The entries below are to be repeated exactly as they stand.

(Entries from a dataset)
%%

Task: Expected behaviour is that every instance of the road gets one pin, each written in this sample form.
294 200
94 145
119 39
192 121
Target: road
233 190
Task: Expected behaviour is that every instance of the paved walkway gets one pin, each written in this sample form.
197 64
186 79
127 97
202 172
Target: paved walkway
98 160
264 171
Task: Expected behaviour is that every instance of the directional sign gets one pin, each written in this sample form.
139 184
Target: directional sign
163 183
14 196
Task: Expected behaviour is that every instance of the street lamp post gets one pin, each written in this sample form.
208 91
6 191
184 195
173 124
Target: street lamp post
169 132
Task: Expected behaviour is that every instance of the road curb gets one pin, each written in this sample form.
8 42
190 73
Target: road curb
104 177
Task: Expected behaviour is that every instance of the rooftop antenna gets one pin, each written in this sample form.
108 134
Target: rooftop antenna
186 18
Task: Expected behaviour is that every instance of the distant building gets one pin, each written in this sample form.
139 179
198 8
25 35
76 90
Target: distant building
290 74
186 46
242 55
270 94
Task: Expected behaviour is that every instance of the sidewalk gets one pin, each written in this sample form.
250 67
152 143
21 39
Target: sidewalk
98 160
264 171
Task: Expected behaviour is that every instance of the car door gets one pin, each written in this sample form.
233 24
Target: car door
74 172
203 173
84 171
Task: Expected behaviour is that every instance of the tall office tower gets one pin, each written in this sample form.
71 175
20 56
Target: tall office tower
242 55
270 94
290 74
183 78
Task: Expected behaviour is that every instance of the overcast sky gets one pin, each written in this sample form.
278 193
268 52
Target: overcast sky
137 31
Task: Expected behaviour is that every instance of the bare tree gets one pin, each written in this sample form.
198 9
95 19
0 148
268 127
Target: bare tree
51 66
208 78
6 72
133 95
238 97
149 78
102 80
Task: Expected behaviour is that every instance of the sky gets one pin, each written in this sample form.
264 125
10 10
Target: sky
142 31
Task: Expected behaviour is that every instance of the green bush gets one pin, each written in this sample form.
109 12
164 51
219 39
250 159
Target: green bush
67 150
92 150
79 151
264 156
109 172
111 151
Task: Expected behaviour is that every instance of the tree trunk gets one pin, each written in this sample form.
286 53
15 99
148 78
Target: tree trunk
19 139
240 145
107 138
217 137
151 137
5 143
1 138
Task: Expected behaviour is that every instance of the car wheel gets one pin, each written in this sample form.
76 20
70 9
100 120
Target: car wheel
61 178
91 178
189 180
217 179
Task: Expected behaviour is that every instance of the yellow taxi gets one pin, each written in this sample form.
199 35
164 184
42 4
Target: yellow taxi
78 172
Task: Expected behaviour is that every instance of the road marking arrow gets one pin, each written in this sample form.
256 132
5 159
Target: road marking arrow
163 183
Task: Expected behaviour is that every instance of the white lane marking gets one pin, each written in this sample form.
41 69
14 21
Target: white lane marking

%%

• [THE OUTPUT]
Task: Expected behaviour is that every instance of the road gets one pin, each written in this sample form.
294 200
94 145
119 39
192 121
Target: road
233 190
Task: Expected behaviour is that every instance of the paved walkway gets one pin, each written in this sample form.
197 64
186 79
127 97
202 172
Target: paved walkway
98 160
264 171
Task: Expected behaviour is that every instance of the directional sign gets one pin, each written in this sample form.
139 184
Target: directional sign
163 183
14 196
Task: Expected behaviour is that every instance of the street lamp post gets one pin, each written in this sample form.
208 91
6 191
184 195
173 124
Target: street lamp post
169 132
Task: Expected behaviour is that every instance of the road curb gets one pin, each written in this sample form.
8 42
190 73
Target: road curb
104 177
Task: Expected behaviour is that every instance of the rooftop antenna gets one pin, each written in this sample form.
108 134
Target: rooftop antenna
186 18
Task: Expected behaviour is that every instance of the distant building gets one pin, each written in this sample form.
139 179
198 8
25 35
76 90
Target: distant building
290 74
186 46
242 55
270 94
Task: Expected behaviour is that every instance of the sidewalk gets one pin, each written in this sample form.
250 67
152 143
21 39
Target: sidewalk
98 160
264 171
Task: Expected behaviour is that every instance of the car door gets one pin, each written in this sample form.
233 24
Target: car door
74 172
203 173
84 171
Task: Expected behaviour is that every instance of the tall office tower gets one pin, each written in this sample form.
71 175
20 56
Target: tall office tower
242 55
270 94
290 74
183 78
Task: Expected behaviour is that every instance of the overcast sky gets one pin, each written in this sample form.
278 193
268 52
Target: overcast sky
137 31
Task: Expected behaviour is that every instance of the bare tree gets one pin, each written in this sample form.
198 9
95 19
0 148
268 127
Target: bare tree
51 66
208 78
6 72
133 95
238 97
149 78
102 80
Task: Expected behaviour is that every instance of the sky gets one pin, each written in this sample form.
264 125
10 10
Target: sky
142 31
Task: Expected behaviour is that every instance of the green bush gets one pin, each written in this sample form.
109 12
164 51
219 39
250 159
Target: green bush
67 150
92 150
79 151
264 156
109 172
111 151
Task: Expected behaviour is that every instance of the tree trunk gets one pin, each written in this sample form.
286 53
15 99
148 78
Target: tree trunk
19 139
240 145
107 138
217 137
151 137
5 143
1 138
Task: Expected behaviour is that every instance of the car wheel gets one pin, each written in this sample form.
76 20
70 9
100 120
Target: car wheel
61 178
91 178
189 180
217 179
Task: Expected behaviour is that every instance of the yellow taxi gets one pin, each written in this sample form.
199 35
164 184
42 4
Target: yellow taxi
78 172
Task: Expected behaviour is that every instance of the road marking arrow gets one pin, each written in this sample form.
256 132
5 159
Target: road marking arrow
163 183
Task: Expected behaviour is that every instance of the white lane marking gets one pin, each written in this sample form.
41 69
14 21
Target: white lane marking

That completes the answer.